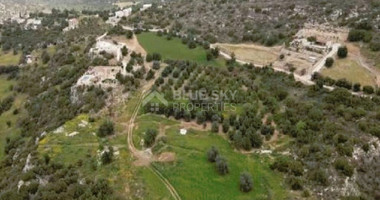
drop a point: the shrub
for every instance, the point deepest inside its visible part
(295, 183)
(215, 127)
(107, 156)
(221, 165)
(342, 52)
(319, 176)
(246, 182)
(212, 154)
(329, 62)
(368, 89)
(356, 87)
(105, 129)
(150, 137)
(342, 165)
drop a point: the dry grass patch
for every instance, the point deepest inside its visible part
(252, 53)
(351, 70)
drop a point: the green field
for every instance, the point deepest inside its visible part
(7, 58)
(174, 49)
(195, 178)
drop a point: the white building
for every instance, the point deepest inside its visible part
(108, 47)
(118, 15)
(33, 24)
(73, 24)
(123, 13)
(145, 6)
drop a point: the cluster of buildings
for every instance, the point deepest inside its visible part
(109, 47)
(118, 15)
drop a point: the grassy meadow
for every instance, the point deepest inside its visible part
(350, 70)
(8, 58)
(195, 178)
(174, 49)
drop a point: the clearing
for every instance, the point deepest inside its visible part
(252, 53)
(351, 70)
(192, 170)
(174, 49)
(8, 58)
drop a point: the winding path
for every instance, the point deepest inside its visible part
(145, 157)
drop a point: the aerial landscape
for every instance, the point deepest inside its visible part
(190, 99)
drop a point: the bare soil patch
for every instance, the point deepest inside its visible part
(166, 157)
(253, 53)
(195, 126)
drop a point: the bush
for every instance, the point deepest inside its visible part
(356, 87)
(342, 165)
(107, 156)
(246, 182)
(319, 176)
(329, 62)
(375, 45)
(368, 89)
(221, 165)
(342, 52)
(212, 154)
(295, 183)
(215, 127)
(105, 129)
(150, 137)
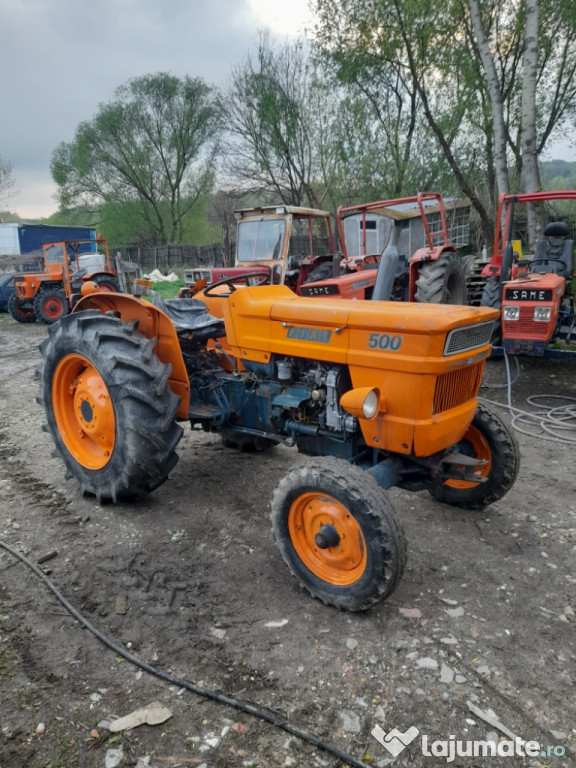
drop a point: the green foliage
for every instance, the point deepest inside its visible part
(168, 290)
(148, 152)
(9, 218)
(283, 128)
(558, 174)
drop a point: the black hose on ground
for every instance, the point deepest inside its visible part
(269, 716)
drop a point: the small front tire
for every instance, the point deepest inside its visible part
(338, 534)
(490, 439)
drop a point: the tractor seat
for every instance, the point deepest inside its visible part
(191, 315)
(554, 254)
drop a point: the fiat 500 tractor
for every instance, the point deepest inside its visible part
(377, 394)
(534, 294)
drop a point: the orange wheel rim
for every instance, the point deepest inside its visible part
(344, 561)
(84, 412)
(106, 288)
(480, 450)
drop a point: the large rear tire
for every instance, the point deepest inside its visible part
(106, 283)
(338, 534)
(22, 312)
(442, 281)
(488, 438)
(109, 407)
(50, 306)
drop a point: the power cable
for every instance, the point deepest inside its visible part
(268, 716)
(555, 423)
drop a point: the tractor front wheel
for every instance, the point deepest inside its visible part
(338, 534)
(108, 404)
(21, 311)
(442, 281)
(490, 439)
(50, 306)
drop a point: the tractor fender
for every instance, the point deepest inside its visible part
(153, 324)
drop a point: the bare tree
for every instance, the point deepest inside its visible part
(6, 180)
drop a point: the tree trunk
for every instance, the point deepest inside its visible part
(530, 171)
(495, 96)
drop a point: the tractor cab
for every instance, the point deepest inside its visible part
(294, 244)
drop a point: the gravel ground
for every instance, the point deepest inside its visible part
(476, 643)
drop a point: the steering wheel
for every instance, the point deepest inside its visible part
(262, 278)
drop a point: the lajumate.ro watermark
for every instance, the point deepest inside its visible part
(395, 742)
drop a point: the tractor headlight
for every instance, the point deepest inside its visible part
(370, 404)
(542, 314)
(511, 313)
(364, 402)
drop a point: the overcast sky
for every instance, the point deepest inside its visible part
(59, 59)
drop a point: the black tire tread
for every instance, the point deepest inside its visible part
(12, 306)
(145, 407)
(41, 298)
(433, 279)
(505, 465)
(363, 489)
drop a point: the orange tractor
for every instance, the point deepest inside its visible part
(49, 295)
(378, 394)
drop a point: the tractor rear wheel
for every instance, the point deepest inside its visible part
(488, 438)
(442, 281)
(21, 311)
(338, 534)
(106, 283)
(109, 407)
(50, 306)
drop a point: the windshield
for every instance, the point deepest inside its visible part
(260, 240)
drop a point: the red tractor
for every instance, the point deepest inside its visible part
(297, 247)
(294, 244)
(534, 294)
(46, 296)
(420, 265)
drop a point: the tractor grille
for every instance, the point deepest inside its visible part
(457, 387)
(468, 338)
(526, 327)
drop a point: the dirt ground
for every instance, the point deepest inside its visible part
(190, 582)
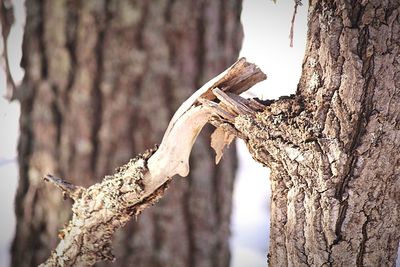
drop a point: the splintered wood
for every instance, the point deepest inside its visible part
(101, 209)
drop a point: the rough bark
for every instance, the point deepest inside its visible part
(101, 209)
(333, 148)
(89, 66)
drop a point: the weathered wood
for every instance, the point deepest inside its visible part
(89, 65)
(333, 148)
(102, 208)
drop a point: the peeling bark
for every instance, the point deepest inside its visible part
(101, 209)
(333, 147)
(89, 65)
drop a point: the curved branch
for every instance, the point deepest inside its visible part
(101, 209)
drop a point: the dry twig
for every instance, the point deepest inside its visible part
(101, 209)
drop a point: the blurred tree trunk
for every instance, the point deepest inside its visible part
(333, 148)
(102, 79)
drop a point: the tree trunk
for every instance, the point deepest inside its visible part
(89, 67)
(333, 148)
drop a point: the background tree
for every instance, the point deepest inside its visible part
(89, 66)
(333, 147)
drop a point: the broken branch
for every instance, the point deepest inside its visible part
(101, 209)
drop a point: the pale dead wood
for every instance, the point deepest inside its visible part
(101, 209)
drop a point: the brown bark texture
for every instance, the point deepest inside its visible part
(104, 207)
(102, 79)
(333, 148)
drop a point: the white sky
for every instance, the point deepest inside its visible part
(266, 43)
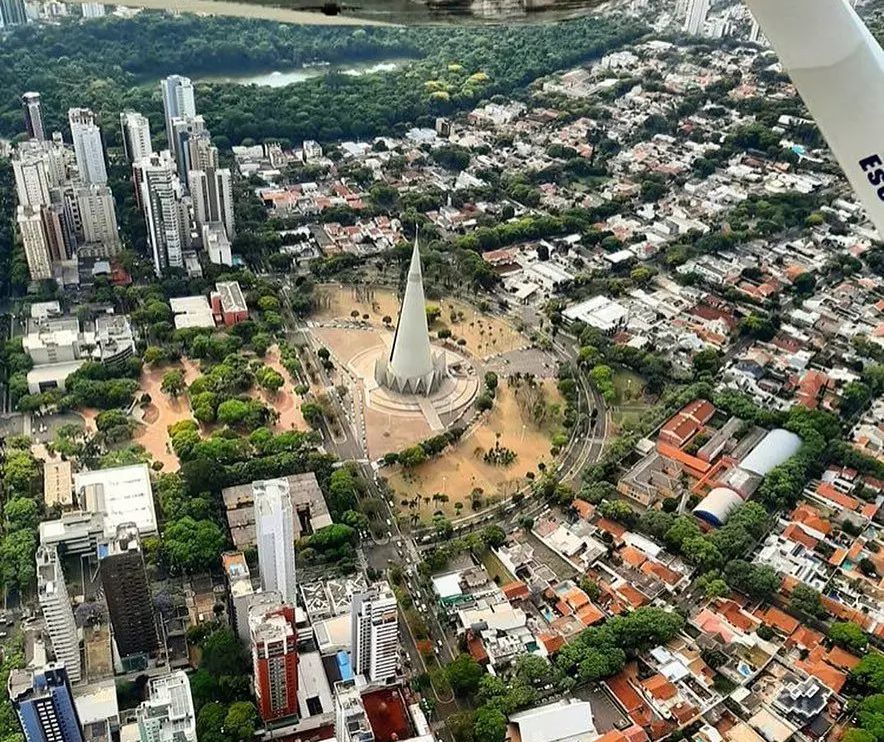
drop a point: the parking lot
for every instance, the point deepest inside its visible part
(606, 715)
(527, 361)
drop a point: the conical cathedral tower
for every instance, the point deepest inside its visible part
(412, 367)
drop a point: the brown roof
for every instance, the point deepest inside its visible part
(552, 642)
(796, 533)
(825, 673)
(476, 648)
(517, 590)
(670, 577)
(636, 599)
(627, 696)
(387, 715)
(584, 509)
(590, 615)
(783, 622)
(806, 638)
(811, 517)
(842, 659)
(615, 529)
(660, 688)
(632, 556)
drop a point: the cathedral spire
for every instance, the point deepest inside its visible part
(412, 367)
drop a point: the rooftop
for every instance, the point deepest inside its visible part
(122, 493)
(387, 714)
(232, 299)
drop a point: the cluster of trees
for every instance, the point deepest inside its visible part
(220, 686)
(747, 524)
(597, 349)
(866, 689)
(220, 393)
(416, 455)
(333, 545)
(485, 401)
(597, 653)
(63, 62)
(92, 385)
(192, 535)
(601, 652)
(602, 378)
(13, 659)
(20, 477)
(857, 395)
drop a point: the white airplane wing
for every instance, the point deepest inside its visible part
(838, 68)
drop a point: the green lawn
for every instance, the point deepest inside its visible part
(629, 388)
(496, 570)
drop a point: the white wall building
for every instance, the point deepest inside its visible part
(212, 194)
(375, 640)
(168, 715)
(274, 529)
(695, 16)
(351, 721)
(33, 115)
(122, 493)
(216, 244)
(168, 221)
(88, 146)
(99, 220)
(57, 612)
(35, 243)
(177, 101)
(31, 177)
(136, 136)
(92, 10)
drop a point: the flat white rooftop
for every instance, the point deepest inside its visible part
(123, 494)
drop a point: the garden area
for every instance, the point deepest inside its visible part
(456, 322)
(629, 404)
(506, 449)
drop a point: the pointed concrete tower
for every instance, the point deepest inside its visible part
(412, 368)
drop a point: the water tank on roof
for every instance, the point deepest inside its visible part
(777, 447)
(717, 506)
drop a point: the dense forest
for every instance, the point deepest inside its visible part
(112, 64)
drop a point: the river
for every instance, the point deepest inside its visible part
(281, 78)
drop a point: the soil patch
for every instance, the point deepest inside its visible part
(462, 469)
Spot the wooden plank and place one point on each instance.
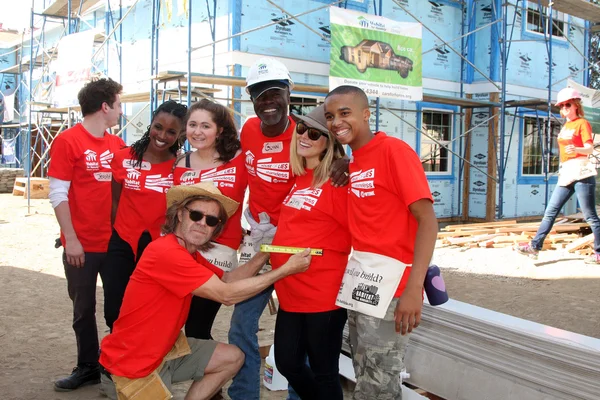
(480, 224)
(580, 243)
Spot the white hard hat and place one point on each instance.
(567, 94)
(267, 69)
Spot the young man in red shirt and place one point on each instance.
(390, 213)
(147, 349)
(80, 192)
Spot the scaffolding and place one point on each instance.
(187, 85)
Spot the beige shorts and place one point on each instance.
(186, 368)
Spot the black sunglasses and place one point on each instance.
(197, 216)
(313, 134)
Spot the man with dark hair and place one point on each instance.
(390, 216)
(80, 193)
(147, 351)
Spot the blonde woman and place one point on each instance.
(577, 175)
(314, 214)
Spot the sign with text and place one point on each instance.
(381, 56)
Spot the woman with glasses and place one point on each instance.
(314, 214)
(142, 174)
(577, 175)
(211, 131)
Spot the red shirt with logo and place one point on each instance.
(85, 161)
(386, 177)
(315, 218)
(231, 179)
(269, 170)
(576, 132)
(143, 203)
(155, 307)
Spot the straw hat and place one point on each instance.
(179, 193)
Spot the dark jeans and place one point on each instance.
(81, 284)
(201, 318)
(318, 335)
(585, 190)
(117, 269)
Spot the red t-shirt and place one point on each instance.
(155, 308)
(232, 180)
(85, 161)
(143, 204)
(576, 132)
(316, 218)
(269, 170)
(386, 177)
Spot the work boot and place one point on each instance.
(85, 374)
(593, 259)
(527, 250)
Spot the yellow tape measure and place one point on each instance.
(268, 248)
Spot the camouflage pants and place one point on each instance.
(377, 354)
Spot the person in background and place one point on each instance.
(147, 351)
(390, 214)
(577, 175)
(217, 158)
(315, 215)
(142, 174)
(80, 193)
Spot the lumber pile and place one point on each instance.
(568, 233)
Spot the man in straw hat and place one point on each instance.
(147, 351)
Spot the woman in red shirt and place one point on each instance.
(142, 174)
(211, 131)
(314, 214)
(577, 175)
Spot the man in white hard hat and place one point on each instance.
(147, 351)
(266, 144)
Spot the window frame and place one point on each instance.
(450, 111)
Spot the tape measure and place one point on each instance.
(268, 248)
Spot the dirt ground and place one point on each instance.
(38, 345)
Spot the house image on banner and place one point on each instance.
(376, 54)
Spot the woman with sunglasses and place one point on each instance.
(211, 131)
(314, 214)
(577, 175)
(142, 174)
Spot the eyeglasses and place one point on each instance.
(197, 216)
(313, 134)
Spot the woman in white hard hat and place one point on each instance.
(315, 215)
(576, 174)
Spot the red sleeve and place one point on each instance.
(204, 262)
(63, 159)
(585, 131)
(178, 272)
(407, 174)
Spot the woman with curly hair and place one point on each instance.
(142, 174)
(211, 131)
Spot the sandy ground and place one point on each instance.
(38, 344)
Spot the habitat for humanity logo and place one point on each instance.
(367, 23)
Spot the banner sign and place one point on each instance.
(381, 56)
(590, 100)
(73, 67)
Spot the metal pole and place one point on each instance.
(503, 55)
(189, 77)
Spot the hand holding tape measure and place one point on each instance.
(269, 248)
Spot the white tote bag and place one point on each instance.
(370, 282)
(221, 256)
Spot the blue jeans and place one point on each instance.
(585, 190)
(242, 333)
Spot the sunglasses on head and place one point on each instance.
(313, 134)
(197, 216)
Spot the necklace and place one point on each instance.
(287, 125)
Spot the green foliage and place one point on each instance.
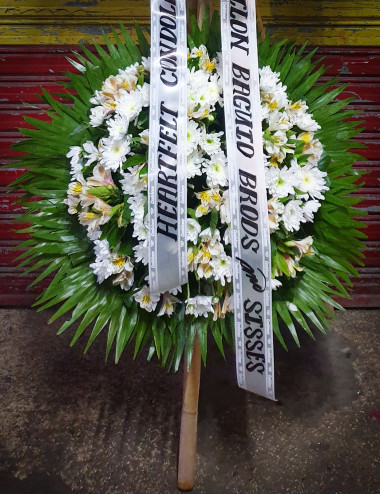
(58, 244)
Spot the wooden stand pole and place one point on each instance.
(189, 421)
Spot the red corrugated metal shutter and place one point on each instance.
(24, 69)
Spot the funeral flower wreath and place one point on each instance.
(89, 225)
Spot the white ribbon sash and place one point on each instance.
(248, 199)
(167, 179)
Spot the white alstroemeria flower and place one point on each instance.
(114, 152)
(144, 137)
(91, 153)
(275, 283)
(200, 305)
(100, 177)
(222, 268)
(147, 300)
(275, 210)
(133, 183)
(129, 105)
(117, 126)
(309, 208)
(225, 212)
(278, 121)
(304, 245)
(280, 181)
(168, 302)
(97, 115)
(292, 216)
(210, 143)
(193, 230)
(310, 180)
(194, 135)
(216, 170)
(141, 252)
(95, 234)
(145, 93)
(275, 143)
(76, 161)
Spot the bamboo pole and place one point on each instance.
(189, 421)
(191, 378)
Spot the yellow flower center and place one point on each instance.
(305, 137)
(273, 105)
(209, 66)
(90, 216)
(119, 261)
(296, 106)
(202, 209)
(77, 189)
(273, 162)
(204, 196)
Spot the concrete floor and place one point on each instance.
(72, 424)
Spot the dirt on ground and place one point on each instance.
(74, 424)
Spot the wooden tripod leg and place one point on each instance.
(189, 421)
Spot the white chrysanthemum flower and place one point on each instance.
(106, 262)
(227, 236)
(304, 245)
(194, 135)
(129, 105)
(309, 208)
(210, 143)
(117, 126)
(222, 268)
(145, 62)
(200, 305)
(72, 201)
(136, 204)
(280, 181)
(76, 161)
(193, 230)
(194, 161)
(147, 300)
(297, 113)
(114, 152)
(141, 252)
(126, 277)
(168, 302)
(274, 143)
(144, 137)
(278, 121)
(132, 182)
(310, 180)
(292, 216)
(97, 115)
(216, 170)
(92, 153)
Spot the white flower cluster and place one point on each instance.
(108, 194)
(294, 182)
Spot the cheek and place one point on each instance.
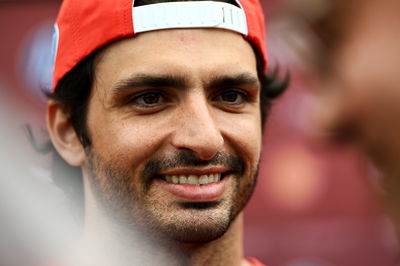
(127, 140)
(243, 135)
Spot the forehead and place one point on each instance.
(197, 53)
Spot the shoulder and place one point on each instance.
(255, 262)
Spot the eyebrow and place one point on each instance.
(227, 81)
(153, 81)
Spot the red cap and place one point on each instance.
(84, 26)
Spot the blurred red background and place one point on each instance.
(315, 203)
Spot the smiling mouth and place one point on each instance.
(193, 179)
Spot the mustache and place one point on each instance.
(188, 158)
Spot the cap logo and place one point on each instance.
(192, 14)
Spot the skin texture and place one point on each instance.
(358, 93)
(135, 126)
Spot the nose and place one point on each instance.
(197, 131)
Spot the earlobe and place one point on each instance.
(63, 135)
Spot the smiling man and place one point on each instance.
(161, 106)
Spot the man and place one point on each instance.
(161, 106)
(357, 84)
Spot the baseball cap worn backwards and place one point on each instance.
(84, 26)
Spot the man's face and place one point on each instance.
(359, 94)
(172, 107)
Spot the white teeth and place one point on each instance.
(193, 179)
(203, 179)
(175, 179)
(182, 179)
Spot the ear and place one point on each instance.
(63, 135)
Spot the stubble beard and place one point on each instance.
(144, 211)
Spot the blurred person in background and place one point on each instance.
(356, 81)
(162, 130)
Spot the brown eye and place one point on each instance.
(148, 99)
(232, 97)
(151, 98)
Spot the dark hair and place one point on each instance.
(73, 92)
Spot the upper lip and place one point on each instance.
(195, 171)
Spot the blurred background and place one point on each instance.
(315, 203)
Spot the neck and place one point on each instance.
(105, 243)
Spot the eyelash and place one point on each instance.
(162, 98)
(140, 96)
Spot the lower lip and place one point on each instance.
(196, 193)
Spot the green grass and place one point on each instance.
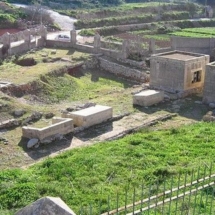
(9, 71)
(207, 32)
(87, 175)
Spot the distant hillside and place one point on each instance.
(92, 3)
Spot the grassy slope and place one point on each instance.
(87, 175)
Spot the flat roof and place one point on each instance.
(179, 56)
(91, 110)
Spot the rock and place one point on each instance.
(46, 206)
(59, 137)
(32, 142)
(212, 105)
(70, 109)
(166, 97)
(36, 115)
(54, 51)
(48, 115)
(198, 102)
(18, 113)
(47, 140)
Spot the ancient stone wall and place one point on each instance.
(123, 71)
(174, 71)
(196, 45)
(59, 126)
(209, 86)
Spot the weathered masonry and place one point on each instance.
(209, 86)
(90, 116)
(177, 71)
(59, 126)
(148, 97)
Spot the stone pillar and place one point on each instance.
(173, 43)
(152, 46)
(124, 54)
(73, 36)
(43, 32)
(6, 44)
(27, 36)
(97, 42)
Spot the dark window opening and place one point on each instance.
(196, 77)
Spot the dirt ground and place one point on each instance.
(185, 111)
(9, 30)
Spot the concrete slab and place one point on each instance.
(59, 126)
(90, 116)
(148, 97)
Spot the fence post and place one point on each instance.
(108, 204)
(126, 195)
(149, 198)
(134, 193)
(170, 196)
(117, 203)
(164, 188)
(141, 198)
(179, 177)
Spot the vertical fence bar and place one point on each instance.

### TASK STATEMENT
Produce only the lines from the line containing "drop a point: the lajumate.ro watermark" through the line containing "drop a point: the overcast sky", inclusive of both, exactly as they stand in the entries above.

### RESULT OF THE TASK
drop a point: the lajumate.ro watermark
for every instance, the point deepest inside its visible part
(395, 742)
drop a point: the tractor headlight
for every instance, the point deepest inside its visible part
(370, 404)
(542, 314)
(511, 313)
(364, 402)
drop a point: the overcast sky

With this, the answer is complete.